• 原文节选
正弦曲线和LSTM

上篇文章我们了解了简单加法的机器学习,这次我们看看机器学习能不能搞定正弦曲线 :)

正弦曲线和LSTM_第1张图片

也就是给出蓝色的点(160个),看看能不能预测出红色点的位置(40个)

先用最熟悉的单层网络试试:
正弦曲线和LSTM_第2张图片

看到算出来的公式是一条直线,跟正弦曲线相差太远,而loss看起来的确是在减小,最小值是大概一,看起来还不错,但是实际上看看我们的loss函数的定义:

# Every single Sin Cycle has 40 points, has 5*0.8 Train cycles, and 5*0.2 Test Cycles
x_train,y_train,x_test,y_test = GeneData.GenData_sin(40,5,0.8)

X = tf.placeholder(tf.float32, [None,1],name="X")
Y = tf.placeholder(tf.float32,[None,1],name="Y")
with tf.name_scope('output') as scope:
    W = tf.Variable( tf.random_normal( [1, 1] ),name="weights")
    b = tf.Variable( tf.random_normal([1]) ,name="bias")
    model = tf.matmul(X, W) + b 

loss = tf.reduce_mean( tf.pow(model - Y,2), name="loss")
train = tf.train.AdamOptimizer(learning_rate).minimize(loss)

是差值的平方,考虑到我们我们y值都是-1< y < 1的, 平方值肯定都比较小, 而loss为一其实是很大的了!

• 所给记录
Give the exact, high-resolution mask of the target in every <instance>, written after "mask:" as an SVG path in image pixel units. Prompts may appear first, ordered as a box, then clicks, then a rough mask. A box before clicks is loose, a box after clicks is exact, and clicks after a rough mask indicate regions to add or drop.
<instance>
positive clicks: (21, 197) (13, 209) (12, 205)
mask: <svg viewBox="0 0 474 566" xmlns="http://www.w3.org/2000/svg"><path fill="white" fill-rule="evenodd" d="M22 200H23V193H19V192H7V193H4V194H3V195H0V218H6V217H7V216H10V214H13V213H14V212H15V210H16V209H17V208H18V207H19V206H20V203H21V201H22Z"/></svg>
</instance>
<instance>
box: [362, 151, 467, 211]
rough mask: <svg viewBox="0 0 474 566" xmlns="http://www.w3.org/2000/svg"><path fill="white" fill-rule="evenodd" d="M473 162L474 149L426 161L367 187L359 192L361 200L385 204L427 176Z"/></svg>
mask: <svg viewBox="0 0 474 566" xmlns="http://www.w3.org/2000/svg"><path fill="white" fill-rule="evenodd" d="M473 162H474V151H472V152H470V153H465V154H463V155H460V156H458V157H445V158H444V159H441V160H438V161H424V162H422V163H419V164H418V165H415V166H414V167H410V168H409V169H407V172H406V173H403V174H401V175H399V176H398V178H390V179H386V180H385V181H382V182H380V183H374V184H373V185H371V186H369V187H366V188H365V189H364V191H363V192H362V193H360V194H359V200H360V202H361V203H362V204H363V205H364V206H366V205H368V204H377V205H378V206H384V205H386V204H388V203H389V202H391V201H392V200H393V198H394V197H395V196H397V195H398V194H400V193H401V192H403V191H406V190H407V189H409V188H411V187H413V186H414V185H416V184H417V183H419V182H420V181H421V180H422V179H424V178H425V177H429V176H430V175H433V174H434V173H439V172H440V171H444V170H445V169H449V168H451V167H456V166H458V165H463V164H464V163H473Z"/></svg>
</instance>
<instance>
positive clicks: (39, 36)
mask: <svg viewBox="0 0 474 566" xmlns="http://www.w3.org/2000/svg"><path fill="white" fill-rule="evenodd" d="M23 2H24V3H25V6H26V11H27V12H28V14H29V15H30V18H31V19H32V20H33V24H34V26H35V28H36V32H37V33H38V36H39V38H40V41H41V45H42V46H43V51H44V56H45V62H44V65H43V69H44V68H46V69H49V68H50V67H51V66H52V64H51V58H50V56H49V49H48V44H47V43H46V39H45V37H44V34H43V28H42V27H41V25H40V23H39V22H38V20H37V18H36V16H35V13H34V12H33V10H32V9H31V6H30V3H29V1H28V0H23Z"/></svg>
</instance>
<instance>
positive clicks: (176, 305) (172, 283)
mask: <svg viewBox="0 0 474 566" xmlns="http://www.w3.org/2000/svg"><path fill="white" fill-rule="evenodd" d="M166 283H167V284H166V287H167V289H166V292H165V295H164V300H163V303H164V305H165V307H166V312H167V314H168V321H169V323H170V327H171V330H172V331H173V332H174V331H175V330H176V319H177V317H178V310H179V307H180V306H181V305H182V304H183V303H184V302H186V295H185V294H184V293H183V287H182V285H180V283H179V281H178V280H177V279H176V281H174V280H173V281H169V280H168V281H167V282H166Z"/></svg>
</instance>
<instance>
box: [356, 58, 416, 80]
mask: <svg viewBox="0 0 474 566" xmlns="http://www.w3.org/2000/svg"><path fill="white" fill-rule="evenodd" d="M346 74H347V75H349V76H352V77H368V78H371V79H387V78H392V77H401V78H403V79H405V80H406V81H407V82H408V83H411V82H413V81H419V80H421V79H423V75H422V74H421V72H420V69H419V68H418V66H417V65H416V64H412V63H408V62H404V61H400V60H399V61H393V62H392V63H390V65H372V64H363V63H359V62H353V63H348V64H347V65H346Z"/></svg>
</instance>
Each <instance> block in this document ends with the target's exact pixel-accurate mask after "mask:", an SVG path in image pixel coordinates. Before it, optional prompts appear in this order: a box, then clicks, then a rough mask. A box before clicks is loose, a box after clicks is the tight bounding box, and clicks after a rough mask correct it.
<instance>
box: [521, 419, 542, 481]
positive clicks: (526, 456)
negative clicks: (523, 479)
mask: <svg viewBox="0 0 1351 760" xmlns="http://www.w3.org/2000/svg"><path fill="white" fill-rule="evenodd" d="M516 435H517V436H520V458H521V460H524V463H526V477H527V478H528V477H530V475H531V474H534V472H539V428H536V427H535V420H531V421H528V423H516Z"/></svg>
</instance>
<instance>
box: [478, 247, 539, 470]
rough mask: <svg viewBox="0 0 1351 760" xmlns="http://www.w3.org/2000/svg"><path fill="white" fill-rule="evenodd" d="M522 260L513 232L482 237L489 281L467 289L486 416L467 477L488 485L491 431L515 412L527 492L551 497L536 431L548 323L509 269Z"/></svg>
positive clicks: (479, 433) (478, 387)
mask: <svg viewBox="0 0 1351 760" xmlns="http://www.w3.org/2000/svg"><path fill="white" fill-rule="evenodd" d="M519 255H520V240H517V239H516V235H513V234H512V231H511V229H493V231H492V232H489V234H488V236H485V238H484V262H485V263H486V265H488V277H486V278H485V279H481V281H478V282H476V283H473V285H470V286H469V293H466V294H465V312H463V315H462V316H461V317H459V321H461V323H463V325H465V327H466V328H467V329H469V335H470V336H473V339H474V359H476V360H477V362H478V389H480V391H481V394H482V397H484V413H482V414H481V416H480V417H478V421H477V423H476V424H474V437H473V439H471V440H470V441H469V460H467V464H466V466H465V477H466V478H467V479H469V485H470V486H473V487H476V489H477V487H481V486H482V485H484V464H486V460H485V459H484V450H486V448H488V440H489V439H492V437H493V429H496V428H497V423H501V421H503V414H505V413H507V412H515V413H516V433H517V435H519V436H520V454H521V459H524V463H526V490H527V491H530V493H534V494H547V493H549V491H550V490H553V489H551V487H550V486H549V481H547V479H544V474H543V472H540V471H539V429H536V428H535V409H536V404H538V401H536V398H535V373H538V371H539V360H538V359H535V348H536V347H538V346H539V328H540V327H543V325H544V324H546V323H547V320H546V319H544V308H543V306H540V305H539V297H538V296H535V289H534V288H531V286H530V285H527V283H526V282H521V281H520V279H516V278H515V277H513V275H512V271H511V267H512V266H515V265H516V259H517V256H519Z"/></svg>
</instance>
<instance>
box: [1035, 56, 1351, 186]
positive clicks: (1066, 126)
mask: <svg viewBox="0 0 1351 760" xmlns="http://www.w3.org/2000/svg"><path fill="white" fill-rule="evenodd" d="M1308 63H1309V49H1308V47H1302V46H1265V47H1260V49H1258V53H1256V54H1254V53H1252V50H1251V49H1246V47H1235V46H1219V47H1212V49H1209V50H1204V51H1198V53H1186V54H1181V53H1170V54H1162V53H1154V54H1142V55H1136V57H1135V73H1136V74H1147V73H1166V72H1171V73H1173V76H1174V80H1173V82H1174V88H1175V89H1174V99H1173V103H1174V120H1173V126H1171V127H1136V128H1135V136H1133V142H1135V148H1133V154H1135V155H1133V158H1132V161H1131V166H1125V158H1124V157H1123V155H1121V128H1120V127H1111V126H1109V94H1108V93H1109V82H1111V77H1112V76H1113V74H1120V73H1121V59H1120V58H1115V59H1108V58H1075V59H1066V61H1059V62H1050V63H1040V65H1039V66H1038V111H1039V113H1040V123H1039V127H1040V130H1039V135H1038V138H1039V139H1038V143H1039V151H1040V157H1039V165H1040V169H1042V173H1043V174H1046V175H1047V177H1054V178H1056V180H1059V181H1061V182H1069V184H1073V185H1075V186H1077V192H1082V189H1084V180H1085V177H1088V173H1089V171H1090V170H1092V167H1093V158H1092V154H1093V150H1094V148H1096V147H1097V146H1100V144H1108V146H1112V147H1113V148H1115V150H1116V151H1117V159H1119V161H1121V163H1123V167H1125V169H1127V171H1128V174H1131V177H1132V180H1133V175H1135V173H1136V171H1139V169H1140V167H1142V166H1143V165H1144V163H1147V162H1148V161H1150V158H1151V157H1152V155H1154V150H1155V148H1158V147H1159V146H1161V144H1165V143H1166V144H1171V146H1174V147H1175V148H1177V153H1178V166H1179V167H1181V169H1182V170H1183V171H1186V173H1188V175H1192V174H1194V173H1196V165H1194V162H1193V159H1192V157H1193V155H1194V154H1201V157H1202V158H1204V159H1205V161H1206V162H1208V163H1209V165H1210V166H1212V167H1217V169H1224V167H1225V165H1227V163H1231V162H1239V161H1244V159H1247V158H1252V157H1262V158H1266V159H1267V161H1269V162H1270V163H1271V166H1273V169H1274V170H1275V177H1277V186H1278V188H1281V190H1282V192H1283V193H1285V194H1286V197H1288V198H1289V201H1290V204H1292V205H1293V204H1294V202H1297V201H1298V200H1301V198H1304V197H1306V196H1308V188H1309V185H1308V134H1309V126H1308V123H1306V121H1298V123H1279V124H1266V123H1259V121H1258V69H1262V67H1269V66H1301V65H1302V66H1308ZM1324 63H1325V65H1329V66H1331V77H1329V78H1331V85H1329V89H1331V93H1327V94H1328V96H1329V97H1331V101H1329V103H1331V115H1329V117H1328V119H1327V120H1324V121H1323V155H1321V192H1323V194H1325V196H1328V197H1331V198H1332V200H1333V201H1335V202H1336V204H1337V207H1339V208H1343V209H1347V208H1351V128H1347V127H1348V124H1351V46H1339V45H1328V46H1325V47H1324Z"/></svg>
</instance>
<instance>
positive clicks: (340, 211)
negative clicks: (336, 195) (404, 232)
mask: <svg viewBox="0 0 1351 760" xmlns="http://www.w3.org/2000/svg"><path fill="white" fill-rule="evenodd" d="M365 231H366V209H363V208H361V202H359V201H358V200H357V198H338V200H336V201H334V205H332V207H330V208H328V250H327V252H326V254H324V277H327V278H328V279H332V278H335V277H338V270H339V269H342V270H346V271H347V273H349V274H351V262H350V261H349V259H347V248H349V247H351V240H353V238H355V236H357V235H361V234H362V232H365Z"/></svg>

• 练习题目
a: 照抄正弦曲线一文中的一段：从含有“b = tf.Variable( tf.random_normal([1])”的词句开始抄写，抄到“train = tf.train.AdamOptimizer(learning_rate).minimize(loss)”为止。
b: 列出记录中含有字符串“negative”的每一行。

• 答案依次
a:
b = tf.Variable( tf.random_normal([1]) ,name="bias")
    model = tf.matmul(X, W) + b 

loss = tf.reduce_mean( tf.pow(model - Y,2), name="loss")
train = tf.train.AdamOptimizer(learning_rate).minimize(loss)

b:
negative clicks: (523, 479)
negative clicks: (336, 195) (404, 232)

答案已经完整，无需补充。